Exercise set:
1. In the Loris Gréaud article, reproduce word for word the passage that begins with the words containing "Loris Gréaud Presents" and ends with "them to have?".
2. Using the Loris Gréaud article, answer these:
(a) Since when has Gréaud been building his career on the international contemporary art scene?
(b) In which venue is "The Cortical Nights" being shown?
(c) In the quoted line about the show, what is The Cortical Nights called?

Loris Gréaud Presents “The Cortical Nights” at the Petit Palais

Since the early 2000s, Loris Gréaud has been building an atypical career on the international contemporary art scene. He creates unique environments, often populated by disruptive elements, constructing an ambiguous narrative that blurs the boundaries between fiction and reality. We caught up with the artist a few days after the opening of his new exhibition at the Petit Palais, “The Cortical Nights”.
The Cortical Nights is a sort of archipelago, a nebula of images and reflections infiltrating the Petit Palais”
You have created a mysterious exhibition designed to awaken visitors’ senses,  thus calling for their active participation. What is the importance of wonder or what role does it play in your exhibition? How do you want visitors to approach the show? What kind of experience do you want them to have?

(Coordinate annotation records)
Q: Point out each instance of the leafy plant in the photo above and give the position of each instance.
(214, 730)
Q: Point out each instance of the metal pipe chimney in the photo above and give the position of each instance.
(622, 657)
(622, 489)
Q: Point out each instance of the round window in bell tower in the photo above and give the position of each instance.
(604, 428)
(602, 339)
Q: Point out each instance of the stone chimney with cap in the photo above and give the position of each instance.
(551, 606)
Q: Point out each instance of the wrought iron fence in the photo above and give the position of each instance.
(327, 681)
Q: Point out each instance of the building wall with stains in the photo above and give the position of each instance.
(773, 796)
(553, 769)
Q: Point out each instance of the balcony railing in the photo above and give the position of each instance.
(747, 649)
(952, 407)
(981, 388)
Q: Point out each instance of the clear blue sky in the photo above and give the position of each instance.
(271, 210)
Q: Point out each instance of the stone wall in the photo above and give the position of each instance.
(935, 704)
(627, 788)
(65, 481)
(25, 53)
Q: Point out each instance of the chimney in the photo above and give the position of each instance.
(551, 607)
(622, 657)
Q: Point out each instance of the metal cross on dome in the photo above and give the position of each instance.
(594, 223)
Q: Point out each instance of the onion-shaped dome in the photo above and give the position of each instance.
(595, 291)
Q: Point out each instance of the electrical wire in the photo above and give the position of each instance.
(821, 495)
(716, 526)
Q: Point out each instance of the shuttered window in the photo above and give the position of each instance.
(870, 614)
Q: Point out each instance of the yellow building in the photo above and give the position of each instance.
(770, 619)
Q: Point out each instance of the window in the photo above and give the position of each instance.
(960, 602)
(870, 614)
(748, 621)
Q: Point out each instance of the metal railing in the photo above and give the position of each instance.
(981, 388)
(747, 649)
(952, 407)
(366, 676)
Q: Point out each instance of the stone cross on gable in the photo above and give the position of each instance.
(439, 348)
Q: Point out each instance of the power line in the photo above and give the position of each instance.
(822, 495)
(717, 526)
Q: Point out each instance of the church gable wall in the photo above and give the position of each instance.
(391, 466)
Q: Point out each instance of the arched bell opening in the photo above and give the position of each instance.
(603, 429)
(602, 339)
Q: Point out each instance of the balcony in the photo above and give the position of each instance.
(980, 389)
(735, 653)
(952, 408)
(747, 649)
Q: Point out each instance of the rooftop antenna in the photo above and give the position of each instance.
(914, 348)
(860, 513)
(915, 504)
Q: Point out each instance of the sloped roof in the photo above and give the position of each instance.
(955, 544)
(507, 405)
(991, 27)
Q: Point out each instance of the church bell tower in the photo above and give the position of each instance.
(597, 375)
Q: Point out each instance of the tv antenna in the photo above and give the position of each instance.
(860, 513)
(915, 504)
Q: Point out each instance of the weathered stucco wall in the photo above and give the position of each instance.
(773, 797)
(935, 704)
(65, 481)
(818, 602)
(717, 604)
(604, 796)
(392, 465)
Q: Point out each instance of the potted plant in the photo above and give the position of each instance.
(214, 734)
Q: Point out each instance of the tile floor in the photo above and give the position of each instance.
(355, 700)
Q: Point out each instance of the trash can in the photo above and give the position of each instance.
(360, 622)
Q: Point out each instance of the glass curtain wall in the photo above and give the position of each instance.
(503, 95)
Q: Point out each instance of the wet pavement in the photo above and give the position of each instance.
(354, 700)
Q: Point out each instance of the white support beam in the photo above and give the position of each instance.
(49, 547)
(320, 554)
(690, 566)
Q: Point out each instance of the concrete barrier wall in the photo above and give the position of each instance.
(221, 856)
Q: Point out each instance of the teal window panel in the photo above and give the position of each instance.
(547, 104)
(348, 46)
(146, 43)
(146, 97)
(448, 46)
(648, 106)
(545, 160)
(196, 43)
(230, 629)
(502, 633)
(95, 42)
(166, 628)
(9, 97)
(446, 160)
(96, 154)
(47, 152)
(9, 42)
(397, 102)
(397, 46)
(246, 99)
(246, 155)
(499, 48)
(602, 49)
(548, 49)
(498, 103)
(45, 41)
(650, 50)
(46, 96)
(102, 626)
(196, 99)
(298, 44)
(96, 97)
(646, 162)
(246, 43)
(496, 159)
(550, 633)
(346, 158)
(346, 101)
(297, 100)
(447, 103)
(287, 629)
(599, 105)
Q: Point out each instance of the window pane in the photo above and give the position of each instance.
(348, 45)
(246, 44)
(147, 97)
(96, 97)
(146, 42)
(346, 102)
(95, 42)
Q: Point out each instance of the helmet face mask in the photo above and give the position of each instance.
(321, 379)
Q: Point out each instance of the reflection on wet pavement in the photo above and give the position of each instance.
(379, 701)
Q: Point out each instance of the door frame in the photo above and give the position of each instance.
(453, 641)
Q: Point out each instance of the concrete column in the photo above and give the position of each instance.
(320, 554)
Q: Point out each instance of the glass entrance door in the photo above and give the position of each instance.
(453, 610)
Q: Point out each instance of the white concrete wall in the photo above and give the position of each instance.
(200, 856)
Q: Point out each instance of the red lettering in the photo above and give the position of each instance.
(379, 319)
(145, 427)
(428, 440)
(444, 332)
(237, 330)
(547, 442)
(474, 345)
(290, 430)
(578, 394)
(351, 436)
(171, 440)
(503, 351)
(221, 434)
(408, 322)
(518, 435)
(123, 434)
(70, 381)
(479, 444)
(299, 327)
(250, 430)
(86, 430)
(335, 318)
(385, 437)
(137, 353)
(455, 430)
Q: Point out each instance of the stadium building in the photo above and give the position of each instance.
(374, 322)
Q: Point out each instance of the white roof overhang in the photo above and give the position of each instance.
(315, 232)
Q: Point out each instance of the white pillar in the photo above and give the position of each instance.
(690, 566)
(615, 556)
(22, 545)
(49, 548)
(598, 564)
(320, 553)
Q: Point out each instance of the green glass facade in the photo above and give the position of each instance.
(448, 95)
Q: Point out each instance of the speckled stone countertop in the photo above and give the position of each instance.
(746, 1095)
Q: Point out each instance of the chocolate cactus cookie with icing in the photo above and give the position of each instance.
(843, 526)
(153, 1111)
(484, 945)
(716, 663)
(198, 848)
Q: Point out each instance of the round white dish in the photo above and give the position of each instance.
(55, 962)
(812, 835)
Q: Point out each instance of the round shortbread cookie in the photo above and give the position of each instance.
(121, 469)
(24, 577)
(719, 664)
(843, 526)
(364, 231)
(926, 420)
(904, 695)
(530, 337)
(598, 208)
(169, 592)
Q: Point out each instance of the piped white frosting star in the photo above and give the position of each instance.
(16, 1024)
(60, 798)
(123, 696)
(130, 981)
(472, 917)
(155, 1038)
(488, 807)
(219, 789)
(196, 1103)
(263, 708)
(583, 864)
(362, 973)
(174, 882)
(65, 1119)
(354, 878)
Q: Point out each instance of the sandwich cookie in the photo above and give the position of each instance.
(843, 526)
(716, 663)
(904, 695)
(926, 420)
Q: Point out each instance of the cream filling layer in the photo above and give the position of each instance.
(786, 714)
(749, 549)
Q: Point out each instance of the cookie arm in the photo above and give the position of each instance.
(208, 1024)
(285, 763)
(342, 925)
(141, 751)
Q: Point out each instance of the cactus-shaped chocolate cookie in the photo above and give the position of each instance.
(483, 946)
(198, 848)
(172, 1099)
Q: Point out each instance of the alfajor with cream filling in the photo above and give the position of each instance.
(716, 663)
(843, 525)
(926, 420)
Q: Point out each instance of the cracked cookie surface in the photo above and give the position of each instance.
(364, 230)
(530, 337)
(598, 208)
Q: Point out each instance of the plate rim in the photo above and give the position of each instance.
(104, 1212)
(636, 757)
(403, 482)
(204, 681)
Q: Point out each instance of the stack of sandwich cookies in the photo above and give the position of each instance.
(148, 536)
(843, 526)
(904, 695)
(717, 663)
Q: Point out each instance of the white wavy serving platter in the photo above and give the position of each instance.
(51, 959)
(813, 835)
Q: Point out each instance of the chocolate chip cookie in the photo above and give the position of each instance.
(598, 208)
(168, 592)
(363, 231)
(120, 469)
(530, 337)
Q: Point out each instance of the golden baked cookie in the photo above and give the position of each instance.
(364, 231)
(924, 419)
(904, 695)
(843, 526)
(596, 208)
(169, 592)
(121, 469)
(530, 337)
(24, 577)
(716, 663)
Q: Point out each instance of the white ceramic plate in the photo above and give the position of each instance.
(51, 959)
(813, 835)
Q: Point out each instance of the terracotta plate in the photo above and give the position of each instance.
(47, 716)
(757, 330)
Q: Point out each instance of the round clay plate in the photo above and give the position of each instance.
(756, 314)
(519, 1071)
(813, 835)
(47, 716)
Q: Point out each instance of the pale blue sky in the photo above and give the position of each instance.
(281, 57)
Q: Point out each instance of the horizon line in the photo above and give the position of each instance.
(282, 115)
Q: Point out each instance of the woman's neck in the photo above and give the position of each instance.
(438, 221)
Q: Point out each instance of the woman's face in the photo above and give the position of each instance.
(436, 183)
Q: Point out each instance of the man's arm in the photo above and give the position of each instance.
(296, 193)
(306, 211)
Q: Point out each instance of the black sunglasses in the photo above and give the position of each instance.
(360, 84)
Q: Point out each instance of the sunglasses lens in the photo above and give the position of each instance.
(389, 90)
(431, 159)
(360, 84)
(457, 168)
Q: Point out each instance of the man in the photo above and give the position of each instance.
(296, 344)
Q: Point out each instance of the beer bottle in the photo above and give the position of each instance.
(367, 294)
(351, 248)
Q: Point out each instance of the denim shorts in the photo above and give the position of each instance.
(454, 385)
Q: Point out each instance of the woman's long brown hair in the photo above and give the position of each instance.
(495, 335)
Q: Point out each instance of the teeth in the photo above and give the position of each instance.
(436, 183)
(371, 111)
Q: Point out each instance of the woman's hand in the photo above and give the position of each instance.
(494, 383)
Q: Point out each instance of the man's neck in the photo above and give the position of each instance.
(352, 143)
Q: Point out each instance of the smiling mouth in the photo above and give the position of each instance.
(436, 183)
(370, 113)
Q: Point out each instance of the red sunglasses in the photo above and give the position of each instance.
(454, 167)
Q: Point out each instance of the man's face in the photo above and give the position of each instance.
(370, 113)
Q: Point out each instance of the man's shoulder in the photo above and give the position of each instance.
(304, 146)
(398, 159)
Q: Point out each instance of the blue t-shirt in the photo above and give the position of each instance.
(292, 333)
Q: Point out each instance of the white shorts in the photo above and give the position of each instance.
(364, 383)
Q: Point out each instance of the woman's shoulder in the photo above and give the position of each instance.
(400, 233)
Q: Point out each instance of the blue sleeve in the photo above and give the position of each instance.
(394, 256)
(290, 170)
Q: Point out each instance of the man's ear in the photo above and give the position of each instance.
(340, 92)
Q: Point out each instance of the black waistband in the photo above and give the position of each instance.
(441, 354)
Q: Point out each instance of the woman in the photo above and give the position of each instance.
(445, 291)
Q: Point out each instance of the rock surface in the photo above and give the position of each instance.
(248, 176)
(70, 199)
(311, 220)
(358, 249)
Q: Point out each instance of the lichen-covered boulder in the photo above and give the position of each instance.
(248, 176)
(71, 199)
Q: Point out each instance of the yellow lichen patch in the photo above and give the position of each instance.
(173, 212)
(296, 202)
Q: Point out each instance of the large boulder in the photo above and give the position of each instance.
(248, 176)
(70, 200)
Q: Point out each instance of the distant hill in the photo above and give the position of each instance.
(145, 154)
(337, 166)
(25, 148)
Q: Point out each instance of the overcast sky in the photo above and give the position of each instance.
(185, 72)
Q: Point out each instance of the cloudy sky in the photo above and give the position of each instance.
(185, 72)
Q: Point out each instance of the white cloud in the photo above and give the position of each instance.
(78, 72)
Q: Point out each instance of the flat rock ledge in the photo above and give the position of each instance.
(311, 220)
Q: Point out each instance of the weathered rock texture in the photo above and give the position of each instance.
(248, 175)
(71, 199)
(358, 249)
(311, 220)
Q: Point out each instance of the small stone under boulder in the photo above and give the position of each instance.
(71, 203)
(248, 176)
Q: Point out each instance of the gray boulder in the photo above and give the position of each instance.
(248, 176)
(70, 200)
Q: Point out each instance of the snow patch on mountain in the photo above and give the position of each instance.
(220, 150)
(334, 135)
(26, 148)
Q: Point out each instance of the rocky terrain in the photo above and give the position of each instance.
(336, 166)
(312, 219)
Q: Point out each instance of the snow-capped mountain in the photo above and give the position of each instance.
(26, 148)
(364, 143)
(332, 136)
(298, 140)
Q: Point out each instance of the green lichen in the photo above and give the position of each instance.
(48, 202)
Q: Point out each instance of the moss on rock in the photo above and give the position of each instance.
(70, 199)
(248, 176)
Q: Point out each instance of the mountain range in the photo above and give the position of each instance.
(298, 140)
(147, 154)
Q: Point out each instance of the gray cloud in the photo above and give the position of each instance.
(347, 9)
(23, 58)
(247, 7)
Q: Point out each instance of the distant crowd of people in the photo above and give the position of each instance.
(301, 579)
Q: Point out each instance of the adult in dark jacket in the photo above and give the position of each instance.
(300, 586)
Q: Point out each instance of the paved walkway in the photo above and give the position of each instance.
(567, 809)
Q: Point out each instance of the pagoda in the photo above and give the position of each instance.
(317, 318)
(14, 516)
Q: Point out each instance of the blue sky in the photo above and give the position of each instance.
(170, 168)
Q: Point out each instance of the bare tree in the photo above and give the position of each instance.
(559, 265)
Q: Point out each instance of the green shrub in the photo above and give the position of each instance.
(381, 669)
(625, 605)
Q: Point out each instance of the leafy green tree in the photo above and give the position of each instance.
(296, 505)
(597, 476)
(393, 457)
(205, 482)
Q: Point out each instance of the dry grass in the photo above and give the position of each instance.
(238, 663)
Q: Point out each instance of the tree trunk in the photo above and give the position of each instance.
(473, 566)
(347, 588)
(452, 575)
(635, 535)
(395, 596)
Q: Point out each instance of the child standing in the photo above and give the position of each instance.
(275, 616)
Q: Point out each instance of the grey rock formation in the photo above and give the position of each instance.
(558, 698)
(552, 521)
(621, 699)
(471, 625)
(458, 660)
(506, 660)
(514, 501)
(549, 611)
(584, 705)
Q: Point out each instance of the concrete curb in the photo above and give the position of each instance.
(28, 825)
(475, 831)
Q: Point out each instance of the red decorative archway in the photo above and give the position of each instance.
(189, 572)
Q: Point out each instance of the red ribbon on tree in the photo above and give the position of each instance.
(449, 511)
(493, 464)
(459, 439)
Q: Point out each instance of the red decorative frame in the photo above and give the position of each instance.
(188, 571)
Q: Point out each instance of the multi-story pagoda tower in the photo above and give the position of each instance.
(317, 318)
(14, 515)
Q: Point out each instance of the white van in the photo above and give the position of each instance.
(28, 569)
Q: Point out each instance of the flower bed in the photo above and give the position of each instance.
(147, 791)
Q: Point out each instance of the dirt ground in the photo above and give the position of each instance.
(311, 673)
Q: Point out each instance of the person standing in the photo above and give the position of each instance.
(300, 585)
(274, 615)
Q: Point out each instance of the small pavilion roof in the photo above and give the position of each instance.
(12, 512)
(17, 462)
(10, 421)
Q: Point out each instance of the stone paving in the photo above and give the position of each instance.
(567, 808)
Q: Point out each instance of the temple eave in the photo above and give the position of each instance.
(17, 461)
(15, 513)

Worked solutions:
1.
Loris Gréaud Presents “The Cortical Nights” at the Petit Palais

Since the early 2000s, Loris Gréaud has been building an atypical career on the international contemporary art scene. He creates unique environments, often populated by disruptive elements, constructing an ambiguous narrative that blurs the boundaries between fiction and reality. We caught up with the artist a few days after the opening of his new exhibition at the Petit Palais, “The Cortical Nights”.
The Cortical Nights is a sort of archipelago, a nebula of images and reflections infiltrating the Petit Palais”
You have created a mysterious exhibition designed to awaken visitors’ senses,  thus calling for their active participation. What is the importance of wonder or what role does it play in your exhibition? How do you want visitors to approach the show? What kind of experience do you want them to have?

2.
(a) Since the early 2000s.
(b) The Petit Palais.
(c) A sort of archipelago, a nebula of images and reflections infiltrating the Petit Palais.